§ TEXT FOR ANALYSIS:
*** Block opens ***
But the more important reason why the session was so revealing was the nature of the people Biden had gathered together. Some — including Toby Cosgrove, president of Cleveland Clinic, and José Baselga, chief physician from Memorial Sloan Kettering Cancer Center — were doctors in the classic sense. But many were not. There were professors from other disciplines, and IT experts such as Bill McDermott, head of SAP software group, who was keen to explain how researchers can use big-data techniques to search for patterns in the mutations of cancers.
*** Block closes ***
§ TO DO:
1. Rewrite the passage on Biden's meeting, starting with "But the more" and going on through "mutations of cancers.", replacing "professors" with "academics".
2. In the passage on Biden's meeting, what position does Bill McDermott hold?

(Records taken from a dataset)
*** Block opens ***
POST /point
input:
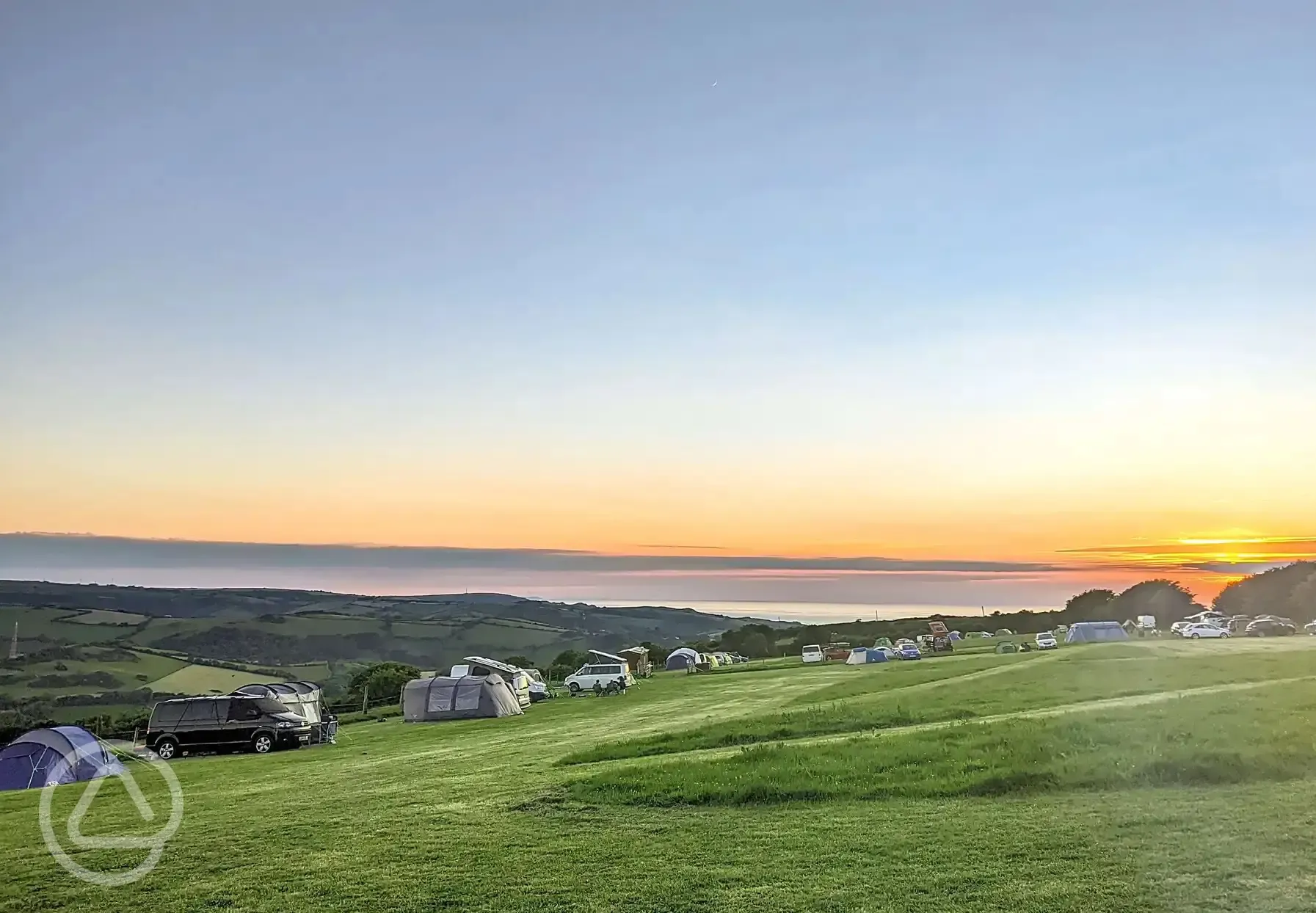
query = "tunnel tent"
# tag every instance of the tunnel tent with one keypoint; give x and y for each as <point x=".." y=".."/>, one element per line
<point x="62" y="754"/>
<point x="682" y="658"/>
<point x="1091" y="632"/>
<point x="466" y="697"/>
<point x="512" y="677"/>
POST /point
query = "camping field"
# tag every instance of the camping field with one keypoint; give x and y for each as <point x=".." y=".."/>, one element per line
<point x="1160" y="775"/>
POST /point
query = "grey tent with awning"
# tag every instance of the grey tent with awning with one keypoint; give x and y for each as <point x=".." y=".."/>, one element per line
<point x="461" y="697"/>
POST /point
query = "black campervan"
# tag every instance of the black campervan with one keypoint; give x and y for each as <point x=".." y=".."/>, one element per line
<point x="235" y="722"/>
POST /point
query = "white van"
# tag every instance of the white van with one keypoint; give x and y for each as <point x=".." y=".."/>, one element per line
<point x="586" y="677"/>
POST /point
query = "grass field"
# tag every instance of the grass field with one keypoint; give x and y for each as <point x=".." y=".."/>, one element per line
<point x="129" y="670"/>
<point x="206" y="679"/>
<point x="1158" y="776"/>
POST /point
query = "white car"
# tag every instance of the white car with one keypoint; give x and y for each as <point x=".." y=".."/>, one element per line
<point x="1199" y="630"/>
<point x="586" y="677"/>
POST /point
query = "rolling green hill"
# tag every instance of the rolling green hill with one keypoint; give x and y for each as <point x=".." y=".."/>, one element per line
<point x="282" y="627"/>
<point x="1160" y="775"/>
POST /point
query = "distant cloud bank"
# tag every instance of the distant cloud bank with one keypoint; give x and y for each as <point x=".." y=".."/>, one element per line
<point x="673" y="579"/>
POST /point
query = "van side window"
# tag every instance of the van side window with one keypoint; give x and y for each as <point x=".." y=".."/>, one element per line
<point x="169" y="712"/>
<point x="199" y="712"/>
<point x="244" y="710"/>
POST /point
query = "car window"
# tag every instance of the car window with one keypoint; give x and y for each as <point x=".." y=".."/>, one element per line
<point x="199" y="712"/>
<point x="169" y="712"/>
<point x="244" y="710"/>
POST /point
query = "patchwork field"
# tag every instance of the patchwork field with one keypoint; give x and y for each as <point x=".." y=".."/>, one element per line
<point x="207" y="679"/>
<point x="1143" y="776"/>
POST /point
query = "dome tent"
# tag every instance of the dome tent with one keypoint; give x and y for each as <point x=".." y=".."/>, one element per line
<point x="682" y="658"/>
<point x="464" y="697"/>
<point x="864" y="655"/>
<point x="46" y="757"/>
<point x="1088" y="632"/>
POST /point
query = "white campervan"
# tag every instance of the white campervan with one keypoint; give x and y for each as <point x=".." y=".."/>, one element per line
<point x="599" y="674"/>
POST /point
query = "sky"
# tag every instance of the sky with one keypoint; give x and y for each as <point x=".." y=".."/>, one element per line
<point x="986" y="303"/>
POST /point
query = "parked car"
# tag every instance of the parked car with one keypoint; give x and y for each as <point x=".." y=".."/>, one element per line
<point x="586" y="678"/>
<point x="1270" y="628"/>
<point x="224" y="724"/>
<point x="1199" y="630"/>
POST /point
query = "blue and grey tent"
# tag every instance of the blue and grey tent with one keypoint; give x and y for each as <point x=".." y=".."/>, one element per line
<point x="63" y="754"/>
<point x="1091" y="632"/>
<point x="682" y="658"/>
*** Block closes ***
§ ANSWER LIST:
1.
But the more important reason why the session was so revealing was the nature of the people Biden had gathered together. Some — including Toby Cosgrove, president of Cleveland Clinic, and José Baselga, chief physician from Memorial Sloan Kettering Cancer Center — were doctors in the classic sense. But many were not. There were academics from other disciplines, and IT experts such as Bill McDermott, head of SAP software group, who was keen to explain how researchers can use big-data techniques to search for patterns in the mutations of cancers.

2. He is head of SAP software group.